----- Given data

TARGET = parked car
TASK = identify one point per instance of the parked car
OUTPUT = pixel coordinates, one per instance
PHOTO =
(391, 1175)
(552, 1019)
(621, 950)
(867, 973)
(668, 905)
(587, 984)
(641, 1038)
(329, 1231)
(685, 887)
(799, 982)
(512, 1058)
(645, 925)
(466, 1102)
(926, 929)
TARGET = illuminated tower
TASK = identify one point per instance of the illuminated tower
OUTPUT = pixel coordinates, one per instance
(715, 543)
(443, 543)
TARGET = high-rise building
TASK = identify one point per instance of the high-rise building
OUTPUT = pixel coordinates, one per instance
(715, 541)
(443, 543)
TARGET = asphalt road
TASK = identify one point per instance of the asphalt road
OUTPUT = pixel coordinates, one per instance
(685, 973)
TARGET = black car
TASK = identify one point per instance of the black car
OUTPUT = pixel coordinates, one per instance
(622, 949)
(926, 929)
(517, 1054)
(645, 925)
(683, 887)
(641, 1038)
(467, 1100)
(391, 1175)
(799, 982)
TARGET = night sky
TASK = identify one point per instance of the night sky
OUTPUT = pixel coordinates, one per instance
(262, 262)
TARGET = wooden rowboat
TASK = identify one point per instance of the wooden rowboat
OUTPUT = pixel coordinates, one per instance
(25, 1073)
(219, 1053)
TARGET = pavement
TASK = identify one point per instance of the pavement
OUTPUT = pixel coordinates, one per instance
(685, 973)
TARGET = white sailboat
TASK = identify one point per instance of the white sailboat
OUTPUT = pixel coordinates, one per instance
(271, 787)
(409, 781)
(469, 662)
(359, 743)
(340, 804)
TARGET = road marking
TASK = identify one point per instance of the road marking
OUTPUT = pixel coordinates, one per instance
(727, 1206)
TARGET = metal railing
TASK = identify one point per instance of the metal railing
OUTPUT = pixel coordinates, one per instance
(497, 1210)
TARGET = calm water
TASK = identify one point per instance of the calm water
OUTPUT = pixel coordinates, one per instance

----------

*What to do*: Copy each line of the entries in which the string "calm" is found.

*Written answer*:
TARGET = calm water
TASK = identify one point per instance of the calm water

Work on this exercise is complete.